WHAT YOU SHOULD DO >>
Copy each line below as written, but skip the pictures.

Collected data >>
================================
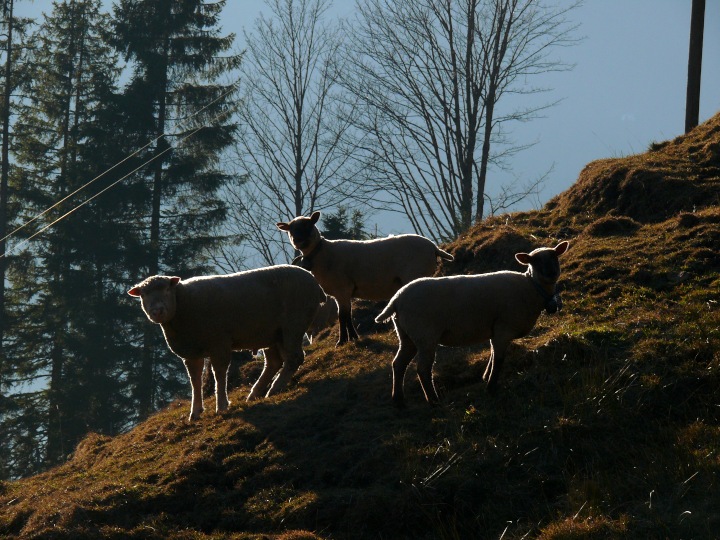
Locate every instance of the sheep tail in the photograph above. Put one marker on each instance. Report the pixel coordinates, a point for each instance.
(386, 313)
(444, 254)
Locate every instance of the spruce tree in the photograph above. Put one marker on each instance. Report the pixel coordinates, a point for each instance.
(68, 339)
(178, 60)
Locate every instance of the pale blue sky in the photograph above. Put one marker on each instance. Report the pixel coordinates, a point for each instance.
(626, 91)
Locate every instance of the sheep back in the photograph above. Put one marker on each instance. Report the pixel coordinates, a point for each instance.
(246, 310)
(375, 269)
(465, 310)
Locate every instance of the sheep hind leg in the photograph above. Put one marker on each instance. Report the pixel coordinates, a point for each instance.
(194, 367)
(498, 346)
(273, 363)
(425, 360)
(291, 363)
(347, 329)
(406, 352)
(220, 363)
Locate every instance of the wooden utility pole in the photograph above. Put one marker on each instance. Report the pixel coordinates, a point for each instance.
(692, 103)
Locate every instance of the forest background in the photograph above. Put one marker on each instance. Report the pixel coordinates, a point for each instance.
(129, 151)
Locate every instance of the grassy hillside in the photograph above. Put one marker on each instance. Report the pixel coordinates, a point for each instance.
(606, 423)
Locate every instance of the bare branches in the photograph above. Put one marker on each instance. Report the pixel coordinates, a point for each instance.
(293, 145)
(429, 74)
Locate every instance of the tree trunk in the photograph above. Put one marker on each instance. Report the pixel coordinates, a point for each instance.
(692, 103)
(146, 383)
(5, 169)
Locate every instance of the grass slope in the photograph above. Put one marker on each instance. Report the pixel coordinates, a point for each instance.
(606, 423)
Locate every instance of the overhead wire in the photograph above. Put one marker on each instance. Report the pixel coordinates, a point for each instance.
(98, 177)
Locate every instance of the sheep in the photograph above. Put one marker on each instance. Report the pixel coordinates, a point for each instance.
(367, 269)
(467, 310)
(267, 308)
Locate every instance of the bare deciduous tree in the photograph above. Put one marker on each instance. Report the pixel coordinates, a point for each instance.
(293, 149)
(430, 75)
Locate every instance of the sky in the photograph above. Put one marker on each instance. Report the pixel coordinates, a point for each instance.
(626, 90)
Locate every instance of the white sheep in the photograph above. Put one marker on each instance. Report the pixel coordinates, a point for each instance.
(467, 310)
(367, 269)
(268, 308)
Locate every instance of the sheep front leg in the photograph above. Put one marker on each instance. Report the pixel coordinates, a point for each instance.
(194, 367)
(347, 328)
(273, 363)
(220, 363)
(406, 352)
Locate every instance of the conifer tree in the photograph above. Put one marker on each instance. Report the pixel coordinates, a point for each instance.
(12, 49)
(178, 59)
(69, 346)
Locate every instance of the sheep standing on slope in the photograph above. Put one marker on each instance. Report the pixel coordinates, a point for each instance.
(367, 269)
(268, 308)
(467, 310)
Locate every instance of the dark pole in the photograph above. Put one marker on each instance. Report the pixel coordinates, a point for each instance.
(692, 104)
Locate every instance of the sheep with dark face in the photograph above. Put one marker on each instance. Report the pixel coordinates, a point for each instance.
(268, 308)
(367, 269)
(467, 310)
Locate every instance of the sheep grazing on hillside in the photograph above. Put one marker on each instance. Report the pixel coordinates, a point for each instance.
(268, 308)
(467, 310)
(367, 269)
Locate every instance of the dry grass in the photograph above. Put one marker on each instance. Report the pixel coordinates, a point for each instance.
(606, 425)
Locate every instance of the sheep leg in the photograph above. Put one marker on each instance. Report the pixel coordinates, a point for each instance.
(406, 352)
(499, 345)
(273, 363)
(194, 367)
(425, 360)
(290, 365)
(347, 329)
(220, 363)
(488, 368)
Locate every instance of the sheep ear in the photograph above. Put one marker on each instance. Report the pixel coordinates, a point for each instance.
(562, 247)
(135, 291)
(522, 258)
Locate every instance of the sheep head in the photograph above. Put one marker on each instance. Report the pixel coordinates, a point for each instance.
(544, 269)
(157, 294)
(303, 233)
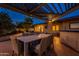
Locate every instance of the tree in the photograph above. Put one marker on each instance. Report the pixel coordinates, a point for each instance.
(5, 22)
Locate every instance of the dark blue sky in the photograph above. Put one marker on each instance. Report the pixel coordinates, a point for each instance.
(18, 17)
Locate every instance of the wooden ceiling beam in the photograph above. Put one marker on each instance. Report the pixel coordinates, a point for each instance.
(70, 10)
(17, 10)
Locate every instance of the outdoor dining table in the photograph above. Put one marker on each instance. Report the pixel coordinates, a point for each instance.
(31, 38)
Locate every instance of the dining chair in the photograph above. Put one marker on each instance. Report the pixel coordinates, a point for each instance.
(42, 47)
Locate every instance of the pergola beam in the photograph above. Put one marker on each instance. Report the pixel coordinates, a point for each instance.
(17, 9)
(70, 10)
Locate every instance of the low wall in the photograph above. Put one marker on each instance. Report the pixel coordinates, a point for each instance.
(71, 39)
(5, 38)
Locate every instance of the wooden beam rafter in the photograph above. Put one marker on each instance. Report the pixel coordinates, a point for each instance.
(70, 10)
(18, 10)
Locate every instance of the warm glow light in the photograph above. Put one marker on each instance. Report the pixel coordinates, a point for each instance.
(57, 27)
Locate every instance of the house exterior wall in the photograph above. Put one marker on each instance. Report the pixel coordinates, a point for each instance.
(40, 28)
(68, 35)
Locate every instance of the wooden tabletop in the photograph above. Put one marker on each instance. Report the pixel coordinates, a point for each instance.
(32, 37)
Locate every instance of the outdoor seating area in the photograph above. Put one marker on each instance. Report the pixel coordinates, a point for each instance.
(39, 29)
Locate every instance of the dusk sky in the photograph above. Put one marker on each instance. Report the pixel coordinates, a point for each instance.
(19, 17)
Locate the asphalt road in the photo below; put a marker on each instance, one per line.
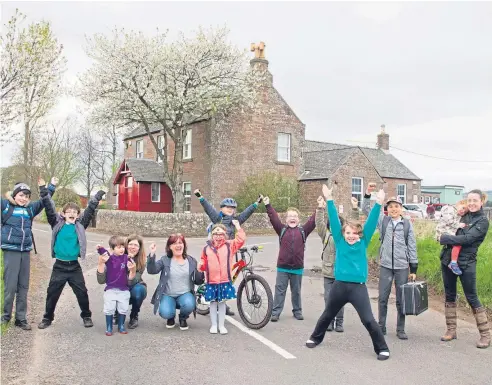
================================
COMPLETED TASK >>
Locate every instance of the sheep tail in the photograph above. Put one marker on each instance. Report the pixel coordinates, a point for each instance.
(386, 313)
(444, 254)
Locate every instance of the spruce tree in the photograph above. Put one marker on each instance. Report the pixel coordinates, a point for each instance.
(68, 339)
(178, 60)
Locate every instance of the pale blue sky in the photograph above. Put one marker on each instance. Report the pixel coordinates, a point for each instance.
(626, 91)
Locate every instance of the sheep back in the photograph above. Put one marker on each instance. Report the pixel coordinates, a point for each instance.
(246, 310)
(375, 269)
(465, 310)
Locate every instance of the sheep hind leg in the photograph above. Put one marker on each instance. Report the pixel coordinates, a point for each instance.
(194, 367)
(498, 346)
(273, 363)
(425, 360)
(291, 363)
(347, 329)
(406, 352)
(220, 363)
Locate every instance of the wooden utility pole in the photograph above. Put one marker on each instance. Report the pixel coordinates, a point for each instance.
(692, 103)
Locate every instance of the forest background in the photograph above. Put one marker on each instance. Report the pixel coordinates, a point for each instance.
(129, 151)
Locate every instance of the grassy hillside in the photograph above. Put one marker on each instance. Report the pixel coordinates, a point for each instance.
(606, 423)
Locate every instance of the bare branches in the photograph above. Put one marker on each instance. Report the pixel coordinates, a point for each instance.
(293, 145)
(429, 74)
Locate every instance of the tree trunk in the photograph above. Put one marker on each instance. Report the pixel coordinates, a point for each instance.
(692, 103)
(146, 383)
(5, 169)
Locate every instance of the grass slope in the photograph above. Put one marker on each instance. Report the pixel coordinates, a point for each instance.
(606, 423)
Locate every instance of the overhead wire in the photograph above. Put one marker on each instance. Report the pixel coordinates, a point for each instance.
(98, 177)
Locate every instance of the sheep in the photograph above. Put one marker on each instance. Report the pixel coordinates, a point for each instance.
(367, 269)
(467, 310)
(267, 308)
Locate every instance of the bare deciduous tree in the photograph above. Put one marker on each instance. Report the pixel coordinates, a point for each instance.
(293, 149)
(430, 75)
Locate every instance of the sky in the photograph above. Put one marker on each instance. Report the pixel coordinates, a point for each instance.
(626, 90)
Locate every instance of the white sheep in the photograph above. Put one marker on each instance. Report the pixel coordinates, a point for each instance.
(467, 310)
(367, 269)
(268, 308)
Locate every instance of the sheep front leg in the photograph above. Put one marker on each instance. Report the pixel coordinates, a point for each instance.
(194, 367)
(347, 328)
(273, 363)
(220, 363)
(406, 352)
Locate every instance of the conifer tree in the photograph above. Put one marker on each instance. Report the pixel coordinates, a point for each instance.
(12, 49)
(178, 59)
(69, 346)
Locate every instance of the sheep standing on slope in the photograph above. Put one marker on each instance. Report the pixel coordinates, a point for each instance.
(367, 269)
(268, 308)
(467, 310)
Locate every instance of the dark pole in the photograph above. Put one marker on each instance. Report the pixel coordinates, a point for each instance.
(692, 104)
Locate every instance of the sheep with dark face in the photograph above. Put one marker on each instance. Report the pixel coordinates, a point for each instance.
(268, 308)
(367, 269)
(467, 310)
Locate every instance of the sheep grazing on hillside in the photograph above. Put one marker on each instance. Report the pixel coordinates, a point for each instance.
(268, 308)
(467, 310)
(367, 269)
Locate every instance of the dry grass in the photograph above. Put one marker on each instance. Report the pixel coordinates, a point for each instance.
(606, 425)
Locate every instance of the sheep leg in the photograph above. Put one marker on each instance. Report the pixel coordinates, a point for each instance.
(406, 352)
(499, 345)
(273, 363)
(194, 367)
(425, 360)
(290, 365)
(347, 329)
(220, 363)
(488, 368)
Locate every instance of the sheep ear in the photograph above. Put one marker on each instance. Report the pixel coordinates, a point for each instance.
(562, 247)
(135, 291)
(522, 258)
Locate every instance of the sheep head in the photograph above. Put one marker on each instance. Report the pixel coordinates, a point for each instance.
(544, 269)
(157, 294)
(303, 233)
Locate every instance of the tree in the photograph above. Put one marker on each instance. Report the pixel coordinates, a point for each instance.
(5, 22)
Locate every instance of the dark blue sky in the photograph above. Put one marker on each instance. Report the pixel coordinates, a point for each instance.
(18, 17)
Locate every instance of the wooden ceiling beam in the photograph above. Put one marker on each instance. Report the pixel coordinates, a point for each instance.
(70, 10)
(17, 10)
Locate every instance of the outdoor dining table in the photograph above. Put one marker on each instance. Report the pixel coordinates, a point for each instance.
(31, 38)
Locate every instance of the dining chair in the photograph above. Put one marker on each instance. Report the pixel coordinates, a point for each instance.
(42, 47)
Locate every instance of the pergola beam in the photograph above. Put one marker on each instance. Report the pixel coordinates, a point for each instance.
(17, 9)
(70, 10)
Locate every instance of the low wall in the photograph above. Put one marker on each instance. Report the pixel coordinates, a point for each instance.
(71, 39)
(5, 38)
Locate every instance of the wooden beam rafter in the photograph above. Put one marker on each instance. Report the pixel coordinates, a point for each instance.
(70, 10)
(18, 10)
Locate every instance of the warm glow light in the photograph above. Put one marker on each instance. Report the pixel coordinates, a point for each instance.
(57, 27)
Locate every instance of the house exterior wall in the photograph above. Put one marker on each instance. Report the pixel coordinates, a point for each instance.
(40, 28)
(68, 35)
Locate every instance of the wooden tabletop in the photograph above. Put one marker on each instance. Report the pixel coordinates, a point for each instance.
(32, 37)
Locate every instance of the outdoor seating area in the photograph above. Put one marker on each instance. Report the pixel coordinates, a point for each instance.
(39, 29)
Locate every instance of the dusk sky in the photograph above. Put one marker on each instance. Report the pixel coordinates, a point for each instance.
(19, 17)
Locate the asphalt road in the photo below; put a marker on each instance, one per line.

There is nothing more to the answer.